EXERCISE AIM
Would you write out all of the records that follow, exactly as they stand?

DATASET CONTENT
== Segment start ==

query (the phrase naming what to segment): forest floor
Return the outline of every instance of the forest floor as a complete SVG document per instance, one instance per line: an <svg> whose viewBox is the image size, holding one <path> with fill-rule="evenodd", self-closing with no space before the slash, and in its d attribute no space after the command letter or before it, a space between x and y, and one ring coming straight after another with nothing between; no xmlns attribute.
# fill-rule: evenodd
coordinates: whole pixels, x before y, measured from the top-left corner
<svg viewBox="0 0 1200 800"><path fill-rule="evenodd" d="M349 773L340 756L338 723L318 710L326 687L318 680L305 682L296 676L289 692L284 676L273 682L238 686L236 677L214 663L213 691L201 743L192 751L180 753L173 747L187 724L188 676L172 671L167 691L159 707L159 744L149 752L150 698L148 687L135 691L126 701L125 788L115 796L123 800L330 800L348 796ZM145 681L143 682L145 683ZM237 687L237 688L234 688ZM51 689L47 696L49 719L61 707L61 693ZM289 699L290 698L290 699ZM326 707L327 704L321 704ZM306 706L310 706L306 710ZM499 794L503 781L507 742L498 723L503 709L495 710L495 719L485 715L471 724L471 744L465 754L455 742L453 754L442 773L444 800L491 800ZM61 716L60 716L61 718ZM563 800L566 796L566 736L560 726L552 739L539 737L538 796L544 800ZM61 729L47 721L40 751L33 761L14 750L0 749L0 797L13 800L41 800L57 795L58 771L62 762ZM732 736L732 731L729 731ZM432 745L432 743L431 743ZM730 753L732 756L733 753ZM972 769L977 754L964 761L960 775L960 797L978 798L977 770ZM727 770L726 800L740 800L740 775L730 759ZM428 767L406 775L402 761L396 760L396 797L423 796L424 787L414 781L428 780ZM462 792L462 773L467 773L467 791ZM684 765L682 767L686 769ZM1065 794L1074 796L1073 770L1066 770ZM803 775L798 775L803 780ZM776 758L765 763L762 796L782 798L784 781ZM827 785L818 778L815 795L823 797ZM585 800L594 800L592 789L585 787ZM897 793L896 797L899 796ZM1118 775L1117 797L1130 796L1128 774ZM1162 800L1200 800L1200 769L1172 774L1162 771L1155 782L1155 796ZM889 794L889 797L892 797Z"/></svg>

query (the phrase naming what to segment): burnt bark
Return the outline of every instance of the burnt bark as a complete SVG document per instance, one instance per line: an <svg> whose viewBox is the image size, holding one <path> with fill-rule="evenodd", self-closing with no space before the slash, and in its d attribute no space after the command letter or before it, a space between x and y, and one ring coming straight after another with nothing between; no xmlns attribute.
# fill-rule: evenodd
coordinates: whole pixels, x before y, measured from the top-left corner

== Segment end ==

ANSWER SPACE
query (the phrase naming what to segment): forest floor
Return the outline of every instance of the forest floor as a complete SVG document per instance, one instance per line: an <svg> whose viewBox is the image size, holding one <path> with fill-rule="evenodd", self-closing with no space before the slash, and in its d attribute no space after the command letter or before it, a space between x and y, and one ring coming straight after another with nothing between; no xmlns attribute.
# fill-rule: evenodd
coordinates: whole pixels, x before y, measured from the top-left corner
<svg viewBox="0 0 1200 800"><path fill-rule="evenodd" d="M349 773L340 756L338 723L318 710L326 687L318 680L305 682L296 676L289 692L284 676L273 682L238 686L236 677L214 663L213 691L201 743L192 751L180 753L173 747L187 724L188 676L172 671L167 691L159 707L159 744L149 752L150 698L148 687L135 691L126 701L125 788L115 796L123 800L330 800L348 796ZM145 681L143 682L145 683ZM237 687L237 688L234 688ZM51 689L47 696L49 719L61 707L61 693ZM289 699L290 698L290 699ZM326 707L327 704L321 704ZM306 706L310 706L306 710ZM499 794L503 781L507 742L498 723L503 709L495 710L495 719L485 715L471 724L471 744L465 754L455 742L453 754L442 773L444 800L491 800ZM61 716L60 716L61 718ZM563 800L566 796L566 736L560 726L552 739L539 737L538 796L544 800ZM61 729L47 721L40 751L33 761L14 750L0 749L0 797L13 800L41 800L57 795L58 771L62 762ZM732 736L732 731L729 731ZM432 745L432 743L431 743ZM730 753L732 756L733 753ZM972 769L977 754L964 761L960 775L960 797L978 798L977 770ZM727 770L726 800L740 800L740 775L730 759ZM428 767L406 775L402 761L396 760L396 797L423 796L424 787L414 781L428 780ZM462 792L462 773L467 773L467 791ZM684 765L682 767L686 769ZM1065 794L1074 796L1073 770L1066 770ZM803 775L798 775L803 780ZM776 758L765 763L762 796L782 798L784 781ZM827 785L818 778L815 795L823 797ZM585 800L594 800L592 789L585 787ZM897 793L896 797L899 796ZM1118 775L1117 797L1130 796L1128 774ZM1162 800L1200 800L1200 769L1172 774L1162 771L1155 782L1155 796ZM889 794L889 797L892 797Z"/></svg>

query (the phrase naming what to segment): burnt bark
Return the outline of every instance of the burnt bark as a complete SVG document per instance, one instance per line: an <svg> whose viewBox is the image size, holding one <path> with fill-rule="evenodd", self-closing with no space before the slash, and in its d attribute no space after the command letter or before it, a space between x and y, and one ring coming straight after another with nothing between; no xmlns attribute.
# fill-rule: evenodd
coordinates: whole pixels, x before y, measured from the top-left corner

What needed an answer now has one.